Provided text:
It is a difficult task in oceanography to measure the pH value by means of glass electrodes that are widely applied in other areas and use a potentiometric method of measurement. The complicated composition of seawater and its varying salinity have a disturbing influence on the voltages measured which can hardly be compensated for. Therefore, another measurement procedure has established itself in oceanography.

An established alternative to the measurement by means of glass electrodes is the measurement of the pH value by means of spectrophotometers. This method uses a pH-sensitive dye (e.g. m-cresol purple) whose protonated and deprotonated species have different percentages depending on the pH value. The absorption of light by the two species can be quantified by measuring a spectrum. The pH value can be calculated from the determined ratio and the dissociation constant of the dye used. The spectroscopic determination of the pH value provides very precise results, but at this time, there is no traceability concept that would be valid over the entire relevant range of salinity. This is especially important for pH value measurements in the Baltic Sea, in which the salinity underlies extremely heavy salinity variations.


  Dissociation equilibrium and absorption spectrum of the dye m-cresol purple

Cooperation projectse
In a cooperation project with the Leibniz-Institut für Ostseeforschung Warnemünde (IOW), a metrological basis for the precise and traceable measurement of the pH value in the Baltic Sea is planned to be established. The task of our Working Group is the measurement of the pH value of suitable buffer solutions by means of a primary potentiometrical procedure. The varying salinity of the solutions is adapted to seawater. The IOW measures the same solutions spectrophotometrically while using the dye m-cresol purple. The measurement results of both laboratories serve to determine the dissociation constant of m-cresol purple at different salinities that finally enable the traceability of the spectrophotometrically measured pH value at the respective salinity. This enables routinely conducted measurements of the pH values in the Baltic Sea by means of this optical method that is traced to the pH value of potentiometrically characterized reference solutions.

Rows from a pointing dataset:
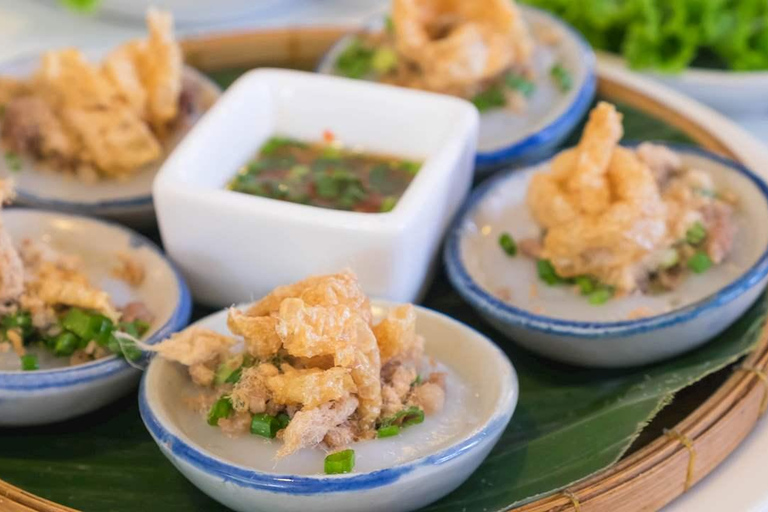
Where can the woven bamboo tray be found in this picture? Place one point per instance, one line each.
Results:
(650, 477)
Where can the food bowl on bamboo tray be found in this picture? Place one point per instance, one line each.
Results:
(399, 473)
(526, 129)
(61, 374)
(47, 165)
(542, 312)
(574, 441)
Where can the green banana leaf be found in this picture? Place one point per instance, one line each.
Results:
(570, 422)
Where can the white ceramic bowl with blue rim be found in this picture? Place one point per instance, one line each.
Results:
(512, 138)
(558, 323)
(422, 464)
(735, 93)
(127, 201)
(57, 392)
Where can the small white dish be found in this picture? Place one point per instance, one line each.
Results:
(126, 201)
(233, 247)
(188, 12)
(516, 138)
(735, 93)
(402, 473)
(559, 324)
(55, 392)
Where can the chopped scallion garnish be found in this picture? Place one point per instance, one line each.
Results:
(700, 262)
(518, 83)
(29, 363)
(600, 296)
(547, 273)
(388, 204)
(586, 284)
(264, 425)
(65, 344)
(490, 98)
(340, 462)
(508, 244)
(696, 234)
(562, 77)
(220, 410)
(388, 431)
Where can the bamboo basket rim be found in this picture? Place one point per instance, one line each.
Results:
(739, 399)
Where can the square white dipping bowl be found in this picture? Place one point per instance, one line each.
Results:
(233, 247)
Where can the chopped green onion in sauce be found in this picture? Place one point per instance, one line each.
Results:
(325, 175)
(356, 60)
(29, 363)
(547, 273)
(586, 284)
(388, 431)
(700, 262)
(264, 425)
(562, 77)
(340, 462)
(520, 84)
(600, 296)
(489, 99)
(221, 409)
(508, 244)
(696, 234)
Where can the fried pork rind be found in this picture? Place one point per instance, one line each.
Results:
(11, 88)
(122, 69)
(310, 387)
(250, 392)
(457, 44)
(108, 119)
(312, 331)
(194, 345)
(117, 141)
(308, 427)
(161, 69)
(56, 285)
(396, 334)
(31, 127)
(259, 333)
(328, 290)
(600, 205)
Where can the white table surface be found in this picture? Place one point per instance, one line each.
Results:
(28, 26)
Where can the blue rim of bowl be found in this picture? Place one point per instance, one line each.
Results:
(102, 369)
(560, 127)
(549, 134)
(304, 485)
(489, 305)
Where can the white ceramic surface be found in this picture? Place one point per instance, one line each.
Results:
(54, 392)
(233, 247)
(507, 137)
(402, 473)
(189, 12)
(731, 92)
(560, 324)
(127, 201)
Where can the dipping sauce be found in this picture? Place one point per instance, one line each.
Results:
(325, 175)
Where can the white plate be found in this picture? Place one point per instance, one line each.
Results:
(56, 393)
(417, 467)
(560, 324)
(736, 93)
(128, 201)
(507, 137)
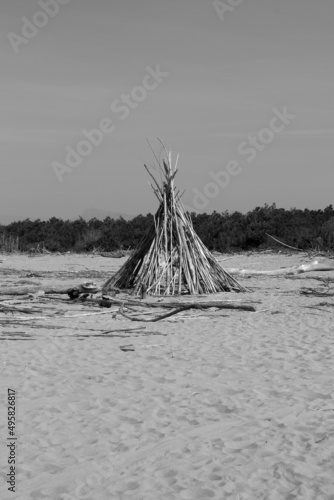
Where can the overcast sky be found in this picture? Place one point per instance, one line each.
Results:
(226, 73)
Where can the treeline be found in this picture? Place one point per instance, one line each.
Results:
(304, 229)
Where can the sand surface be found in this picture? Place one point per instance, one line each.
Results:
(212, 405)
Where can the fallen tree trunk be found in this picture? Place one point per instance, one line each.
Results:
(179, 309)
(13, 290)
(184, 305)
(304, 268)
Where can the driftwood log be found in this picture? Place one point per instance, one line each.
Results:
(184, 305)
(304, 268)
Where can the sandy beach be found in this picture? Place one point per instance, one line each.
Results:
(223, 404)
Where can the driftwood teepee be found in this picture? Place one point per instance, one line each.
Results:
(171, 259)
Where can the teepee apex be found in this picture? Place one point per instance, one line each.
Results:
(171, 259)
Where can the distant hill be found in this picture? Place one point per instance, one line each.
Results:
(8, 219)
(97, 213)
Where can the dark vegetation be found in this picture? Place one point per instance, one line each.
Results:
(223, 232)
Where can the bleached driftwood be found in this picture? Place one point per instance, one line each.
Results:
(304, 268)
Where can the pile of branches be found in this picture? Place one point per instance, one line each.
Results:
(171, 259)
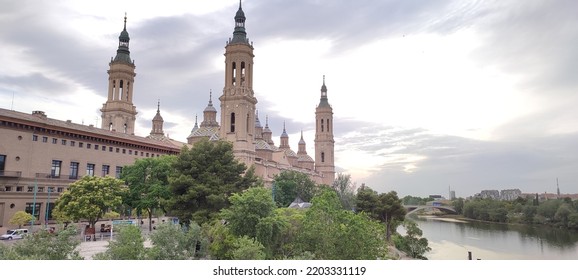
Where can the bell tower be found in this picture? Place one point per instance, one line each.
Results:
(238, 101)
(324, 143)
(119, 113)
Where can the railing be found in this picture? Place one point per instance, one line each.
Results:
(13, 174)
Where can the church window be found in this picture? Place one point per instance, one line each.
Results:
(242, 73)
(232, 122)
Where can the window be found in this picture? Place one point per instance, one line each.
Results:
(73, 170)
(33, 209)
(55, 171)
(49, 208)
(105, 170)
(118, 171)
(90, 169)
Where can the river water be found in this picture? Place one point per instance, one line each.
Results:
(452, 239)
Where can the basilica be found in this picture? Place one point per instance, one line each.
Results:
(41, 156)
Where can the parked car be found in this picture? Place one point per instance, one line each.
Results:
(14, 234)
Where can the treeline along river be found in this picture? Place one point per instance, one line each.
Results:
(452, 239)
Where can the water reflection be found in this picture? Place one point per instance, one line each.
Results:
(452, 240)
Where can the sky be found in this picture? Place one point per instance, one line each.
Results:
(427, 95)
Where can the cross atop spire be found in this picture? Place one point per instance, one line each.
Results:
(240, 35)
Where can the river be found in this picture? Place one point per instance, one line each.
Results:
(452, 239)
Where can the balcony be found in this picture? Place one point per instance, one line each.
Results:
(10, 174)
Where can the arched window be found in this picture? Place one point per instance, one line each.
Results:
(234, 72)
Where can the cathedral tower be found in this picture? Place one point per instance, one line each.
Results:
(238, 100)
(324, 143)
(119, 113)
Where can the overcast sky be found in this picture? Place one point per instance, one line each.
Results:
(427, 95)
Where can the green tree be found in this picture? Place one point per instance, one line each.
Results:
(385, 207)
(345, 190)
(205, 176)
(43, 245)
(90, 198)
(128, 245)
(289, 185)
(246, 248)
(176, 242)
(458, 205)
(247, 210)
(20, 218)
(148, 181)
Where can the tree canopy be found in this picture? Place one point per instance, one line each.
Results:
(289, 185)
(90, 198)
(385, 207)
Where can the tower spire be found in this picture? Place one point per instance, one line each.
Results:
(240, 35)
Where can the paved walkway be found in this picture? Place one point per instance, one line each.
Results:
(90, 248)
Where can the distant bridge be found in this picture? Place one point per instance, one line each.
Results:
(414, 208)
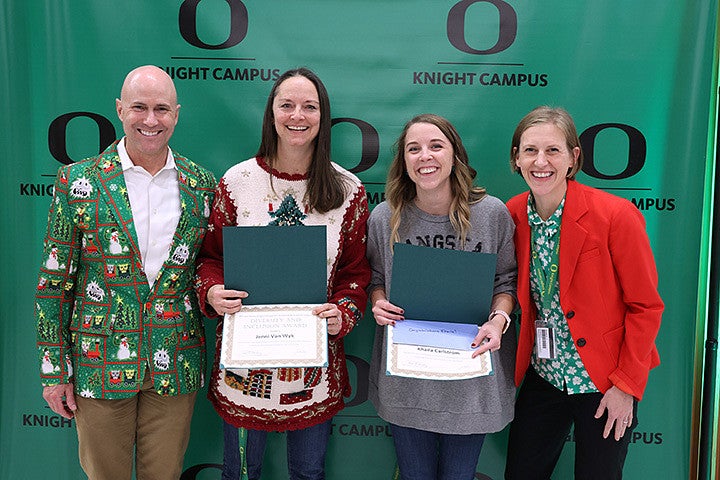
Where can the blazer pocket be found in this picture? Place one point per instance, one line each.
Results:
(589, 255)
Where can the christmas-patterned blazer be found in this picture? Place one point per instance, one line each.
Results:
(100, 324)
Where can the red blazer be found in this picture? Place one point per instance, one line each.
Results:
(608, 287)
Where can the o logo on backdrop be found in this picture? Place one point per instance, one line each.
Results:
(187, 20)
(637, 149)
(57, 134)
(507, 23)
(370, 142)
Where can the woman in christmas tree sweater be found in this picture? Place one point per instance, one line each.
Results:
(291, 181)
(439, 426)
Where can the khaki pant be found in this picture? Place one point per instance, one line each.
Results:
(109, 432)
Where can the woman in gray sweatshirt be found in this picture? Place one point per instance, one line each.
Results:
(439, 426)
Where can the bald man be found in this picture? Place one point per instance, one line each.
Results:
(120, 338)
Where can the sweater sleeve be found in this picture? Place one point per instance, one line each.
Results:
(210, 258)
(352, 275)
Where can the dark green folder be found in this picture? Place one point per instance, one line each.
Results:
(277, 265)
(442, 285)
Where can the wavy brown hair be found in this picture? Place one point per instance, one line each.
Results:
(400, 190)
(326, 186)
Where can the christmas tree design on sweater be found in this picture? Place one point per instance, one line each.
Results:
(287, 214)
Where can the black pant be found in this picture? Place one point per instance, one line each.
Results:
(543, 417)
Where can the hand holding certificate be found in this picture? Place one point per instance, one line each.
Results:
(276, 326)
(441, 317)
(265, 336)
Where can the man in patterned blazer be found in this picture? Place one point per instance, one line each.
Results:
(120, 337)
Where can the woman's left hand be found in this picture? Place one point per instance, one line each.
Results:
(490, 331)
(333, 316)
(619, 406)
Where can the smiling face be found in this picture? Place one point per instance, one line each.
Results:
(428, 159)
(544, 160)
(296, 112)
(148, 110)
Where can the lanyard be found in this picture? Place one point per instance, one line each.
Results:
(546, 276)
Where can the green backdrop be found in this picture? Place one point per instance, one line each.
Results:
(639, 78)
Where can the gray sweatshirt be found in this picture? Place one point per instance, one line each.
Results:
(477, 405)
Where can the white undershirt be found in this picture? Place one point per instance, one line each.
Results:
(155, 204)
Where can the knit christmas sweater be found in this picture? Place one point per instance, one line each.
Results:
(277, 399)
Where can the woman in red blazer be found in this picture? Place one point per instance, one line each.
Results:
(587, 287)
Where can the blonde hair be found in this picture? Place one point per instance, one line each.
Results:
(558, 117)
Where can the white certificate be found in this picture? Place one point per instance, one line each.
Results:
(269, 336)
(434, 363)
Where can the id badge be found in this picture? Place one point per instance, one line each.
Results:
(544, 339)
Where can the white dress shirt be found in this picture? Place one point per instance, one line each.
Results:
(155, 204)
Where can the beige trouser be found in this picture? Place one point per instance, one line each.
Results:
(157, 426)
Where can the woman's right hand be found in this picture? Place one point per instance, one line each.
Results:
(386, 313)
(225, 301)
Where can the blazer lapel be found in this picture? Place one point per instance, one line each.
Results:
(112, 180)
(187, 227)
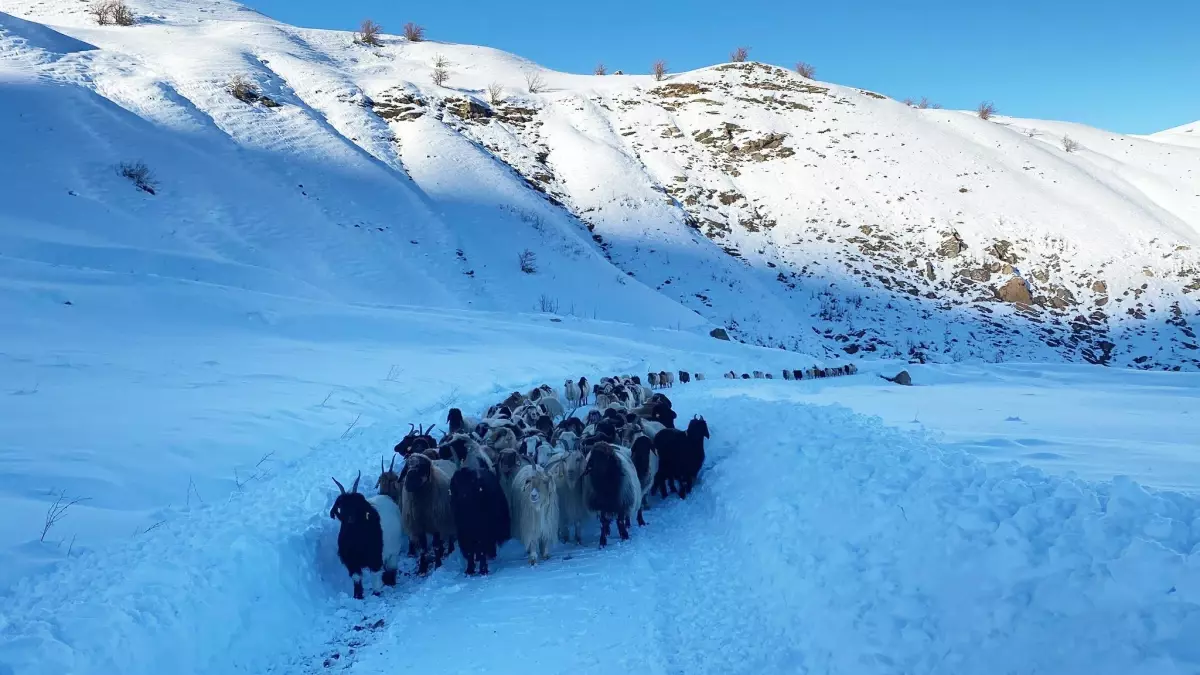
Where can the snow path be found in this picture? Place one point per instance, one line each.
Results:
(823, 542)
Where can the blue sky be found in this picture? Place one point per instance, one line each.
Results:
(1126, 66)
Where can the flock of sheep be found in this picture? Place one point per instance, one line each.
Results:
(527, 470)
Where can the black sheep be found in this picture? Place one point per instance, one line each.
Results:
(481, 515)
(681, 458)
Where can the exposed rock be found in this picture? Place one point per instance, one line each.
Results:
(1003, 250)
(1015, 291)
(952, 246)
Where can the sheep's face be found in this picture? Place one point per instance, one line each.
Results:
(351, 508)
(418, 472)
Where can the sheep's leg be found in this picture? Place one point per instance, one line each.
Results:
(438, 551)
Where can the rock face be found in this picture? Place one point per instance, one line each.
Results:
(1015, 291)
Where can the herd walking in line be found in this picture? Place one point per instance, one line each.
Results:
(528, 470)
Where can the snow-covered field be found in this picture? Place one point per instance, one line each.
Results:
(187, 369)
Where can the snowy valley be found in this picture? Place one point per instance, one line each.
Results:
(213, 303)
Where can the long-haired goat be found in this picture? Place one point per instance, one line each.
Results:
(646, 461)
(481, 515)
(426, 507)
(370, 537)
(567, 469)
(535, 511)
(611, 489)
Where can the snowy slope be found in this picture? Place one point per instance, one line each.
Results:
(745, 196)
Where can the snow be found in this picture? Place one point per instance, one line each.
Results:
(307, 280)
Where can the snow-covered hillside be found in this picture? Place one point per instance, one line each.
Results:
(792, 213)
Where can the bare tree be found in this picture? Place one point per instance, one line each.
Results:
(659, 69)
(495, 94)
(526, 260)
(58, 511)
(102, 12)
(414, 33)
(139, 174)
(369, 33)
(534, 82)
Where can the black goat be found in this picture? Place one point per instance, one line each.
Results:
(681, 458)
(481, 515)
(370, 535)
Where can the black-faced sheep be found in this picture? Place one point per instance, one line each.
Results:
(425, 505)
(534, 499)
(681, 457)
(481, 515)
(611, 489)
(567, 469)
(370, 537)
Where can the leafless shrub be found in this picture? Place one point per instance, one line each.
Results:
(441, 75)
(534, 82)
(659, 69)
(369, 34)
(547, 304)
(139, 174)
(58, 511)
(527, 261)
(121, 13)
(495, 94)
(243, 89)
(414, 33)
(102, 12)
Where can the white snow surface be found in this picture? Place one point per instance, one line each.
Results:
(309, 279)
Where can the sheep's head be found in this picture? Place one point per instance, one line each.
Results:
(349, 507)
(418, 472)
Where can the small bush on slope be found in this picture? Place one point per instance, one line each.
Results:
(369, 34)
(139, 174)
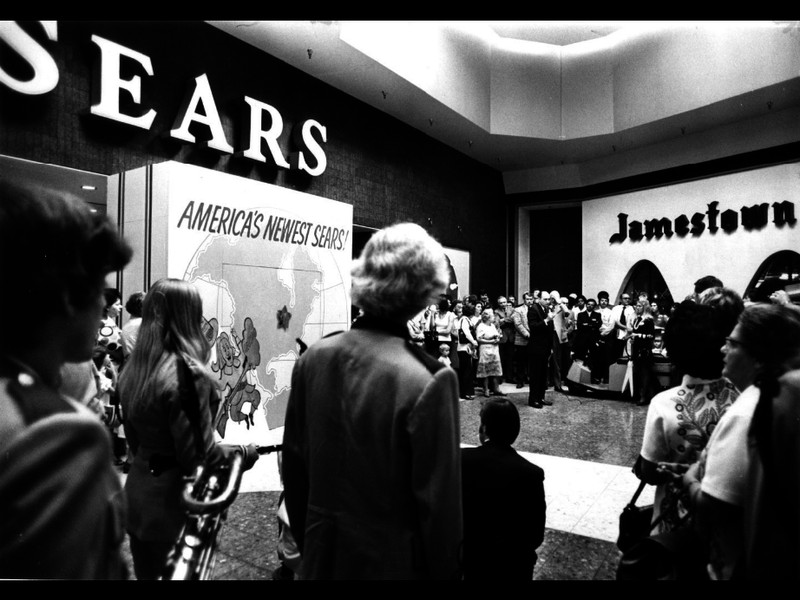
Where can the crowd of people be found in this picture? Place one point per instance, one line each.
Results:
(376, 483)
(537, 341)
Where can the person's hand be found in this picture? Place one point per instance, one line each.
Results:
(675, 470)
(779, 297)
(250, 455)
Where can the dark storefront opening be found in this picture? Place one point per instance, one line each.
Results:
(645, 278)
(778, 271)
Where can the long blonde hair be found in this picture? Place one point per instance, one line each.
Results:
(172, 313)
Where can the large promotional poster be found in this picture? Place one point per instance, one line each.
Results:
(273, 268)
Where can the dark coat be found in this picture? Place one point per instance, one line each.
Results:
(61, 500)
(371, 458)
(541, 330)
(504, 513)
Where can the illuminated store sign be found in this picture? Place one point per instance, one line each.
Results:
(750, 217)
(198, 107)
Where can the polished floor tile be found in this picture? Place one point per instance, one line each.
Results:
(586, 447)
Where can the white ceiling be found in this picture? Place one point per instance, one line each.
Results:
(317, 48)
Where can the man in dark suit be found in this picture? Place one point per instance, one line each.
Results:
(540, 346)
(504, 501)
(371, 445)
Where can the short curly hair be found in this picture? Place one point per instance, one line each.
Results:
(401, 270)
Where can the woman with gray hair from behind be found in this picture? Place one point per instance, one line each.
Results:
(371, 446)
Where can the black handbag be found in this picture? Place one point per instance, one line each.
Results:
(635, 522)
(678, 554)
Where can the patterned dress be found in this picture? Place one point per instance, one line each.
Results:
(488, 354)
(679, 423)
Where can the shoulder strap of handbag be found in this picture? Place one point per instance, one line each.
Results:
(637, 493)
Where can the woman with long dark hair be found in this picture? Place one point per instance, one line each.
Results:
(169, 401)
(757, 353)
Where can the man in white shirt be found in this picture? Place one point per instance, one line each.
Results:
(622, 316)
(600, 360)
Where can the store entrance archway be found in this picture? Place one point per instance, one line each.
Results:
(779, 270)
(645, 278)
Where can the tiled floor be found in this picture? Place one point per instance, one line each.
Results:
(586, 447)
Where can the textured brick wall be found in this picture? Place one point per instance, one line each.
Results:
(388, 171)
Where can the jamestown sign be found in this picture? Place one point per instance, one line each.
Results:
(752, 217)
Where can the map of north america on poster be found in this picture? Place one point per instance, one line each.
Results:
(272, 268)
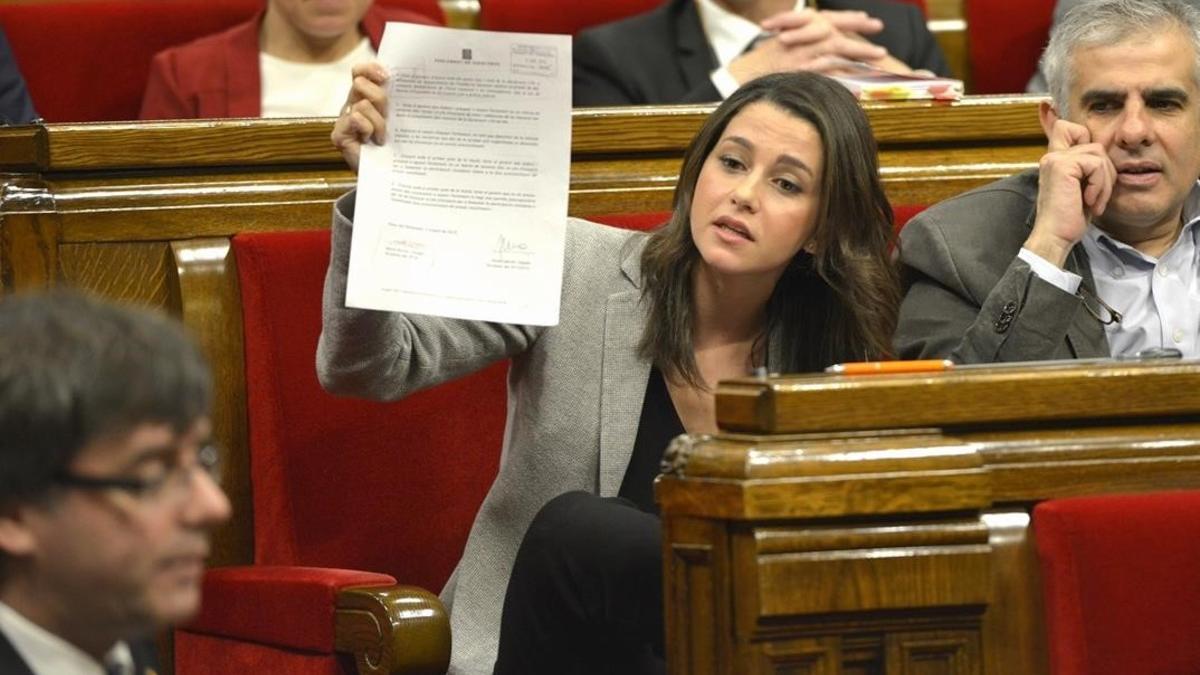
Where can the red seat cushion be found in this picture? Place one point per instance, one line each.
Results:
(1121, 580)
(283, 607)
(645, 221)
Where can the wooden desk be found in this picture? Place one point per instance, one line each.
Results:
(853, 525)
(145, 210)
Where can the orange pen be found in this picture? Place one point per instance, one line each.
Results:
(881, 368)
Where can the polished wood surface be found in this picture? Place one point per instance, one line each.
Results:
(144, 210)
(880, 524)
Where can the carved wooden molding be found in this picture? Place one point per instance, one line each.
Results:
(393, 631)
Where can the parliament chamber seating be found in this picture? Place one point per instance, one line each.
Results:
(341, 485)
(1121, 580)
(88, 60)
(1005, 42)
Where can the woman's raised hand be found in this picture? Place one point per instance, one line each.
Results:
(365, 112)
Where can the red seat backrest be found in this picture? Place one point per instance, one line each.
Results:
(1121, 581)
(88, 60)
(1005, 41)
(349, 483)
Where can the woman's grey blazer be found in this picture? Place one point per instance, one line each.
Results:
(575, 399)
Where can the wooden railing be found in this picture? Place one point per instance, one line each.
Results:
(144, 211)
(881, 524)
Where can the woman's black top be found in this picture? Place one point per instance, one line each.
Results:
(659, 424)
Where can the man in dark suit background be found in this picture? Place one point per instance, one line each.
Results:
(106, 495)
(700, 51)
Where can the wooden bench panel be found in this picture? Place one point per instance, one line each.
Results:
(144, 210)
(906, 536)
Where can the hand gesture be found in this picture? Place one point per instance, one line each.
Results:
(1075, 179)
(364, 115)
(810, 40)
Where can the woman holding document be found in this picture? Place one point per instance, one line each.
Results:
(775, 258)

Exercise requirements:
- a) Return, word for word, the part of the seawater pH text that begins with the words containing "It is a difficult" and ends with "itself in oceanography.".
- b) Return every line of the records that contains the word "floor", treating uppercase and lowercase as different.
The records have no connection to the text about seawater pH measurement.

Task-by-task solutions:
- a)
It is a difficult task in oceanography to measure the pH value by means of glass electrodes that are widely applied in other areas and use a potentiometric method of measurement. The complicated composition of seawater and its varying salinity have a disturbing influence on the voltages measured which can hardly be compensated for. Therefore, another measurement procedure has established itself in oceanography.

- b)
Where can the polished floor tile be found in this picture? Place one point per instance, one line each.
Where can the tiled floor be found in this picture? Place one point per instance, one line each.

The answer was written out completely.